Problem to solve: Pull out every line below that holds the word "coping", matching its case exactly, and copy each such line.

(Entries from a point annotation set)
===

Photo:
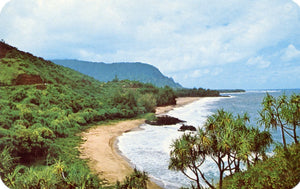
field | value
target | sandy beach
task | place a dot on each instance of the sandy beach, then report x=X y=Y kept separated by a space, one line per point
x=102 y=153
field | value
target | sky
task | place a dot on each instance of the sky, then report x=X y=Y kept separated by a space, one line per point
x=216 y=44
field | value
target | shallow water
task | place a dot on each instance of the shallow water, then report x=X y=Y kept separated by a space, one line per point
x=148 y=149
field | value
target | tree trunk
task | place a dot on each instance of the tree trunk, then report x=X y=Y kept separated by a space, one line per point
x=295 y=134
x=283 y=137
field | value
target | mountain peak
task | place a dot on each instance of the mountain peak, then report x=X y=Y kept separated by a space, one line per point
x=138 y=71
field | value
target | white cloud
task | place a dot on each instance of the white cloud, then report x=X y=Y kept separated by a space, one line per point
x=170 y=34
x=3 y=3
x=290 y=53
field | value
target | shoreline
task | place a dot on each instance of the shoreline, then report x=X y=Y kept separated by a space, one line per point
x=108 y=161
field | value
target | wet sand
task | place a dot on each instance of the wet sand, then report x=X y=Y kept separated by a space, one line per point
x=103 y=155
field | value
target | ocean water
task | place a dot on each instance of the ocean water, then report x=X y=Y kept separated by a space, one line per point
x=148 y=149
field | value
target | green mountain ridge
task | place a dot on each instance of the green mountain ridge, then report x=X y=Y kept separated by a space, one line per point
x=136 y=71
x=44 y=107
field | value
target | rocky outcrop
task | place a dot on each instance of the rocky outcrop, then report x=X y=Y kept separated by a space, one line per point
x=164 y=120
x=187 y=128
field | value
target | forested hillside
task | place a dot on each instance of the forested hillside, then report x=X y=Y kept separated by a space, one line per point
x=126 y=70
x=44 y=106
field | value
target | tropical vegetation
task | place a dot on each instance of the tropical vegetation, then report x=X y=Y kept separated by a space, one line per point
x=239 y=151
x=43 y=109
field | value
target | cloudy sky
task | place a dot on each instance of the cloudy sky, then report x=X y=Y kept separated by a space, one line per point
x=250 y=44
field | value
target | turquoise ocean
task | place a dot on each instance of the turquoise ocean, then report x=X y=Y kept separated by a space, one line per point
x=148 y=148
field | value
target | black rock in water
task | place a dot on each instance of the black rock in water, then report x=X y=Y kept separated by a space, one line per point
x=187 y=128
x=165 y=120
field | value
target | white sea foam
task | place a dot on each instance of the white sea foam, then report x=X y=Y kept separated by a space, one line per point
x=149 y=148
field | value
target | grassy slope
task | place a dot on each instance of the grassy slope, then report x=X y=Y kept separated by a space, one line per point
x=39 y=122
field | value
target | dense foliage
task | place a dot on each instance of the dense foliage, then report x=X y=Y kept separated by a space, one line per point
x=230 y=143
x=44 y=106
x=282 y=170
x=227 y=140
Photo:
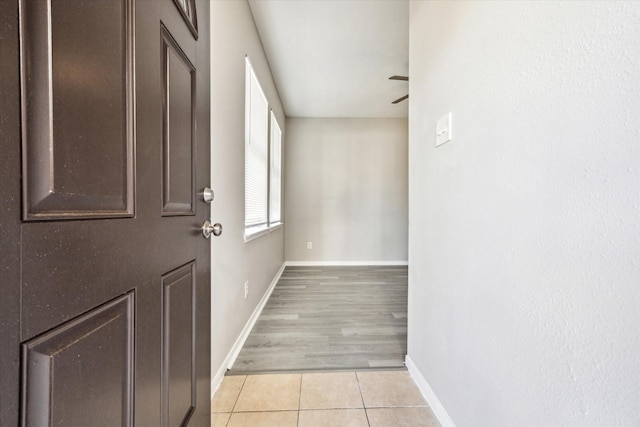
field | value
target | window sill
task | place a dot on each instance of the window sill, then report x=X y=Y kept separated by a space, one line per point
x=256 y=232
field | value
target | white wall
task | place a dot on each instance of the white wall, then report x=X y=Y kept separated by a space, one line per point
x=346 y=190
x=233 y=35
x=524 y=247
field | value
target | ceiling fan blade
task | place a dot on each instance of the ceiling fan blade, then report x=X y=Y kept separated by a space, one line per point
x=400 y=99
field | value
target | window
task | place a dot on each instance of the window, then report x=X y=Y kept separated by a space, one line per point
x=262 y=161
x=275 y=182
x=255 y=155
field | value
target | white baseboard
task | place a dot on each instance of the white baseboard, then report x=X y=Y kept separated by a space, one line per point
x=431 y=398
x=342 y=263
x=228 y=362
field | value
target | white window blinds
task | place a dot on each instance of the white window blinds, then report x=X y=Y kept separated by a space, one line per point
x=255 y=155
x=275 y=182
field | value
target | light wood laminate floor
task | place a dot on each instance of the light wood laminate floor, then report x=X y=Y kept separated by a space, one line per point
x=330 y=318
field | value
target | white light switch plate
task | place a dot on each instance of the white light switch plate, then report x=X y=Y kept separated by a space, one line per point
x=443 y=130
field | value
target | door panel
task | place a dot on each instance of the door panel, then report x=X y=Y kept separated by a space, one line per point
x=104 y=271
x=88 y=360
x=78 y=134
x=179 y=89
x=178 y=365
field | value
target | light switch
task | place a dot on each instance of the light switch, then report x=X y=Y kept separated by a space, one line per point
x=443 y=130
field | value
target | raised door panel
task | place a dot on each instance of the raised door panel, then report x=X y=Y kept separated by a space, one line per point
x=178 y=367
x=77 y=111
x=81 y=373
x=178 y=132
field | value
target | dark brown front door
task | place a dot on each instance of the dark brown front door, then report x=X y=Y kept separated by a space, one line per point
x=104 y=272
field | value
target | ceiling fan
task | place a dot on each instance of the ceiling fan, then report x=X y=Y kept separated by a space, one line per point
x=403 y=78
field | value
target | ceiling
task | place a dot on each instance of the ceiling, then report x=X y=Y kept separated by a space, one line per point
x=333 y=58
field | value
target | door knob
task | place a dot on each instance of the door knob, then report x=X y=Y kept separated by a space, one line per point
x=208 y=229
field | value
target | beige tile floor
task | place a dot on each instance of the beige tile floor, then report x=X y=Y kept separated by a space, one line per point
x=341 y=399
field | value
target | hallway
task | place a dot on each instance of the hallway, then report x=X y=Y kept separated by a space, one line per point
x=324 y=318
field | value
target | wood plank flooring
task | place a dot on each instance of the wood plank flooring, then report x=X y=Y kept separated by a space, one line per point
x=330 y=318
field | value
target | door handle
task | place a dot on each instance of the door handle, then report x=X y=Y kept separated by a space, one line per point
x=208 y=229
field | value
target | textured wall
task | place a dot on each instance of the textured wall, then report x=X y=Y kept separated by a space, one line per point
x=524 y=247
x=233 y=35
x=346 y=189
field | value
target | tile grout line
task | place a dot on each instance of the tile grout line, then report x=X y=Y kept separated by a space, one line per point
x=364 y=406
x=246 y=377
x=299 y=401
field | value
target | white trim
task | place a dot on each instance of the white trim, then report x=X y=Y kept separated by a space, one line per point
x=342 y=263
x=228 y=362
x=431 y=398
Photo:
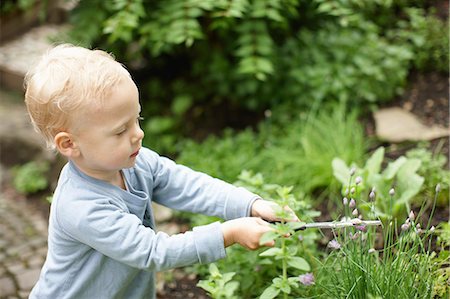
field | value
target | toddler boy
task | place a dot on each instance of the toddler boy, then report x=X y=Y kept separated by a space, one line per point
x=102 y=239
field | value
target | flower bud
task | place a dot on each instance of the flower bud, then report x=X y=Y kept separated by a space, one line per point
x=352 y=203
x=345 y=201
x=346 y=192
x=362 y=228
x=438 y=188
x=306 y=279
x=405 y=226
x=333 y=244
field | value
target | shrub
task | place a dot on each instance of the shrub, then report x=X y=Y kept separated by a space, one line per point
x=30 y=177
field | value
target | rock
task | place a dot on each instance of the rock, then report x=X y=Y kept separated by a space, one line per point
x=398 y=125
x=19 y=143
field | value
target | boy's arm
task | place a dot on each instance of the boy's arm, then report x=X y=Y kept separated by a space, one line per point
x=182 y=188
x=121 y=236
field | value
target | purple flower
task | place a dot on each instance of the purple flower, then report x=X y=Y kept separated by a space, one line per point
x=354 y=236
x=352 y=203
x=334 y=245
x=345 y=201
x=392 y=192
x=411 y=215
x=405 y=226
x=362 y=228
x=438 y=188
x=306 y=279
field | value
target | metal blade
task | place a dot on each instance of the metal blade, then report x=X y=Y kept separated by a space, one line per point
x=338 y=224
x=341 y=224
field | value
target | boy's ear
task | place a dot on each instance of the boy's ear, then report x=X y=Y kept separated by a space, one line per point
x=65 y=144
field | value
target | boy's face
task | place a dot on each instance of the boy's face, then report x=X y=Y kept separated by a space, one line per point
x=109 y=136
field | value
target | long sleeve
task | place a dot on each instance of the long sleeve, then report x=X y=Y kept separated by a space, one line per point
x=181 y=188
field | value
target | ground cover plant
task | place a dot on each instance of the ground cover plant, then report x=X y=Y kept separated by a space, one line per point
x=361 y=261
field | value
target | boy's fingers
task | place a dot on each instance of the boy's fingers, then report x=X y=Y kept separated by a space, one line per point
x=262 y=222
x=270 y=243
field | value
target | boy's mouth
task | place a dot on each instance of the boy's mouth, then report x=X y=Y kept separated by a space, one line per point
x=134 y=154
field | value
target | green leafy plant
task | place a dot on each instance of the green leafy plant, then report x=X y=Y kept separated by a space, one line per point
x=252 y=270
x=218 y=285
x=284 y=283
x=31 y=177
x=434 y=169
x=9 y=6
x=357 y=268
x=253 y=53
x=401 y=173
x=296 y=152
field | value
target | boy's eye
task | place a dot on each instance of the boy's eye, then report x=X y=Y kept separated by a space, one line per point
x=121 y=132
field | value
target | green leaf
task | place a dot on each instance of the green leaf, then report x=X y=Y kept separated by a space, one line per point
x=299 y=263
x=269 y=293
x=295 y=225
x=268 y=237
x=373 y=164
x=213 y=270
x=408 y=181
x=340 y=171
x=271 y=252
x=393 y=167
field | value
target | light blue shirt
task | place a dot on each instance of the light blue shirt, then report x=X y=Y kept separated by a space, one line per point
x=102 y=239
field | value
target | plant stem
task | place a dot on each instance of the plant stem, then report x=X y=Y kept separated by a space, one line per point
x=283 y=248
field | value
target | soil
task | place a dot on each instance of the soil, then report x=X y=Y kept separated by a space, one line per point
x=427 y=97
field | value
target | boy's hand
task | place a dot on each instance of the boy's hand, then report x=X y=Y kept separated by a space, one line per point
x=245 y=231
x=265 y=209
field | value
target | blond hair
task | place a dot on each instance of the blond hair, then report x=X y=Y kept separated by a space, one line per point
x=66 y=80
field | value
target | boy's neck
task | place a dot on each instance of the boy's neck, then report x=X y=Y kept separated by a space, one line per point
x=114 y=178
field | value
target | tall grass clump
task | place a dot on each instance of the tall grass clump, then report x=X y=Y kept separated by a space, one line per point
x=394 y=262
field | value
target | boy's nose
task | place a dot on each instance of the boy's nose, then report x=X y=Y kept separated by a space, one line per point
x=138 y=135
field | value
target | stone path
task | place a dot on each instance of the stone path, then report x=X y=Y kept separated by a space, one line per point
x=23 y=247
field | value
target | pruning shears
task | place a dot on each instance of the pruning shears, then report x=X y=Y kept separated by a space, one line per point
x=337 y=224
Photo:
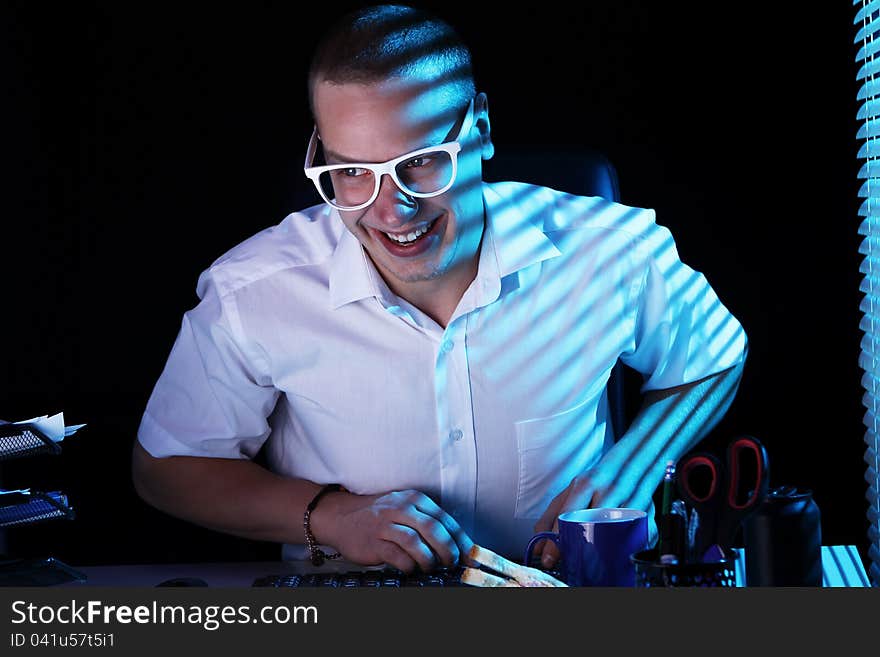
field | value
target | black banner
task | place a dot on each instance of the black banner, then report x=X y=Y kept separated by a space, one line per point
x=234 y=621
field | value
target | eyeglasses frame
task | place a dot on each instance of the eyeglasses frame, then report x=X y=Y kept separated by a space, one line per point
x=390 y=167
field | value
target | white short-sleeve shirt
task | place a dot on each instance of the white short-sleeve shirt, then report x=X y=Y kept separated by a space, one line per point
x=297 y=340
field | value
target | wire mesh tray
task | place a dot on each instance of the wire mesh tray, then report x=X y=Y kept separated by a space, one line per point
x=20 y=440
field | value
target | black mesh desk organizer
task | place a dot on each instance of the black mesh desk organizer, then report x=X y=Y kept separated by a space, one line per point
x=26 y=507
x=20 y=440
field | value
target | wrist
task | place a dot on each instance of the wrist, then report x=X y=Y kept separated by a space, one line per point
x=318 y=520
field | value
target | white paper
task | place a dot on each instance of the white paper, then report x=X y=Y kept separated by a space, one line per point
x=53 y=426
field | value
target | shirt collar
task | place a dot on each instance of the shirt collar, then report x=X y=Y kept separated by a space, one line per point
x=350 y=275
x=511 y=236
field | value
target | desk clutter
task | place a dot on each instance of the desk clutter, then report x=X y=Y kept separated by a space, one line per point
x=23 y=506
x=708 y=502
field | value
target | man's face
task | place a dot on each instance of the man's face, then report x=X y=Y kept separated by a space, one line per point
x=377 y=122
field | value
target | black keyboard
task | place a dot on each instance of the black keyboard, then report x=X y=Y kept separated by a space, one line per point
x=370 y=578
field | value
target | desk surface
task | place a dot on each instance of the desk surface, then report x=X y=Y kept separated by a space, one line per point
x=841 y=566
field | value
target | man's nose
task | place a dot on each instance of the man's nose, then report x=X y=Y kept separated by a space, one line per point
x=393 y=204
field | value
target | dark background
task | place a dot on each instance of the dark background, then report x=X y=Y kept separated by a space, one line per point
x=142 y=141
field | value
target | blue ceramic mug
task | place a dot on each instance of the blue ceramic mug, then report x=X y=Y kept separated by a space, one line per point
x=595 y=545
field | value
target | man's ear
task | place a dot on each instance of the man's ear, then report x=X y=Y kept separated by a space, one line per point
x=481 y=122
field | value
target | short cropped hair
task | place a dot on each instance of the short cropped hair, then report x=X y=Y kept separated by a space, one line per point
x=378 y=43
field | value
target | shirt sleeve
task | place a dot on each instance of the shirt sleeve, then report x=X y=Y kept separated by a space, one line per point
x=682 y=330
x=212 y=398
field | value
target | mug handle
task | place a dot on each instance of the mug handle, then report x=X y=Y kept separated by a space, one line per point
x=527 y=557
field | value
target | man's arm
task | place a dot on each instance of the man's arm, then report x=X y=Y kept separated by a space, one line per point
x=669 y=424
x=401 y=528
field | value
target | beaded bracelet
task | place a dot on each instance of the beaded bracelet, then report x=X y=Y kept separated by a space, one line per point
x=318 y=555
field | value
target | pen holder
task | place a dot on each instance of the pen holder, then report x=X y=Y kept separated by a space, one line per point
x=652 y=573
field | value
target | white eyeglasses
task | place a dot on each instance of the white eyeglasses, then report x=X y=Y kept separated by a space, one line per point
x=422 y=173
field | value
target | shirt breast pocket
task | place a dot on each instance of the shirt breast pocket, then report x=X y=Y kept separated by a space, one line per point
x=552 y=450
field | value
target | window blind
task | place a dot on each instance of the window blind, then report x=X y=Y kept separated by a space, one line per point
x=867 y=22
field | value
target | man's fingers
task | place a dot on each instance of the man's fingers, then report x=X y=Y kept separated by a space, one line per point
x=410 y=541
x=450 y=554
x=393 y=555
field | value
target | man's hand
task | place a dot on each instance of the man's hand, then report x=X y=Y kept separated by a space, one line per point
x=404 y=529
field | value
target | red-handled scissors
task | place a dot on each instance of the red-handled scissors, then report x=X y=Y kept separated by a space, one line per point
x=724 y=495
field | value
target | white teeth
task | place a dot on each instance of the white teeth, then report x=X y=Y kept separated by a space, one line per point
x=411 y=237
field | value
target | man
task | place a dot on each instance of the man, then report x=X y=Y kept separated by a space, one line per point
x=435 y=348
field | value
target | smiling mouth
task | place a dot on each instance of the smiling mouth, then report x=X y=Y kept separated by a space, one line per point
x=407 y=239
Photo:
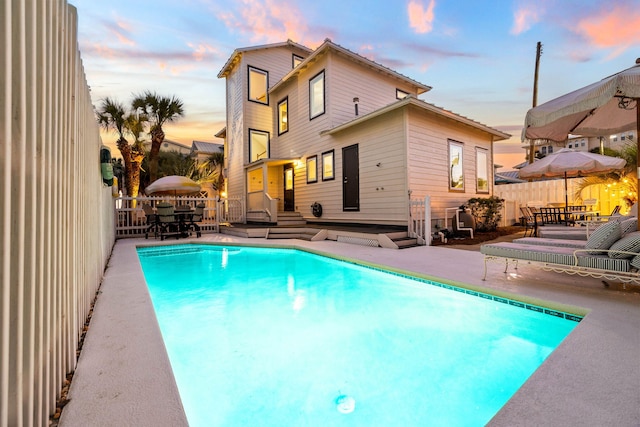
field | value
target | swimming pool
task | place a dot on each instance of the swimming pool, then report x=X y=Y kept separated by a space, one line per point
x=266 y=336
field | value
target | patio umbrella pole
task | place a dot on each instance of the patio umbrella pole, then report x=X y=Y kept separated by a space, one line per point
x=566 y=193
x=638 y=150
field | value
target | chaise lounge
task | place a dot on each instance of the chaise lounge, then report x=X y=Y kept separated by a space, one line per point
x=611 y=252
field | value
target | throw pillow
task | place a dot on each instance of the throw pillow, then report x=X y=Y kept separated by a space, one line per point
x=603 y=237
x=628 y=225
x=629 y=243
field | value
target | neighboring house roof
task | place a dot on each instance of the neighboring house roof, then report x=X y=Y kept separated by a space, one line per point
x=168 y=145
x=237 y=54
x=201 y=147
x=411 y=100
x=509 y=177
x=329 y=45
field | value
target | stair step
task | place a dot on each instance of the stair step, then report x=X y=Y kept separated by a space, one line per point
x=406 y=243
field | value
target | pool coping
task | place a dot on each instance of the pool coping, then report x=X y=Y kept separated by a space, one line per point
x=592 y=378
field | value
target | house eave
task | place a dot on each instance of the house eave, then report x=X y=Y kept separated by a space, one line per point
x=328 y=45
x=410 y=100
x=271 y=162
x=236 y=56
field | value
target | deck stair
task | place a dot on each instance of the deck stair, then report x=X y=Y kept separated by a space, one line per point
x=301 y=233
x=290 y=218
x=402 y=239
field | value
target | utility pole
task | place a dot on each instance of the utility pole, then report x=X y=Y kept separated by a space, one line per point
x=532 y=148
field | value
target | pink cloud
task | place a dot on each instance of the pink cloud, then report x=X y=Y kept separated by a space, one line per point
x=421 y=17
x=201 y=50
x=617 y=28
x=524 y=18
x=270 y=21
x=122 y=31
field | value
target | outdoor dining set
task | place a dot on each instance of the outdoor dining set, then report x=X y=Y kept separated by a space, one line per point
x=167 y=220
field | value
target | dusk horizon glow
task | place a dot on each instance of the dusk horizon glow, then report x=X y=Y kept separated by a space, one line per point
x=479 y=58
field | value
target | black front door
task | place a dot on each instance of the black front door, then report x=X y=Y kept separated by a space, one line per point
x=289 y=202
x=350 y=179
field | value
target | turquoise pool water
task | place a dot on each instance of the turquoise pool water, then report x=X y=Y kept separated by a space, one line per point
x=280 y=337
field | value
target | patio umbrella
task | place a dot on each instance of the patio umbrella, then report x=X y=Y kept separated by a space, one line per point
x=173 y=185
x=568 y=163
x=604 y=108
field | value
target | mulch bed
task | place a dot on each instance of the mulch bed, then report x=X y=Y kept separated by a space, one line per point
x=478 y=236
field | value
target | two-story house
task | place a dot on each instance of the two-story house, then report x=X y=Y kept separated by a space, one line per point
x=332 y=129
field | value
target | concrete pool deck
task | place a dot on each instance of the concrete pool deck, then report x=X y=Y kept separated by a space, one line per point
x=124 y=377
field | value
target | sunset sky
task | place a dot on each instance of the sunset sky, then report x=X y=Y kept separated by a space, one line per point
x=478 y=56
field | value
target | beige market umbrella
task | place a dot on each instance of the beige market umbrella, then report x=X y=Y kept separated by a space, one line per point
x=172 y=185
x=604 y=108
x=568 y=163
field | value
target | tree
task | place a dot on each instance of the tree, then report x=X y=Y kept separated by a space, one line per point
x=159 y=110
x=217 y=162
x=112 y=115
x=625 y=181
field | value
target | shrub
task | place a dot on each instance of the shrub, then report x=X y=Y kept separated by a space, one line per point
x=486 y=211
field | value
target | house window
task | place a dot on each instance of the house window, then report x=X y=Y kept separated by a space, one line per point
x=258 y=145
x=316 y=95
x=283 y=116
x=328 y=164
x=258 y=84
x=456 y=171
x=400 y=94
x=482 y=170
x=312 y=169
x=254 y=181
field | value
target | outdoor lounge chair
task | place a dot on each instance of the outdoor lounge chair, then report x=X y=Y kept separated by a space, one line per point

===

Full solution:
target | pool coping
task | place a dot on each instance of the pool coping, then report x=X y=Y kept separated by a space, one line per point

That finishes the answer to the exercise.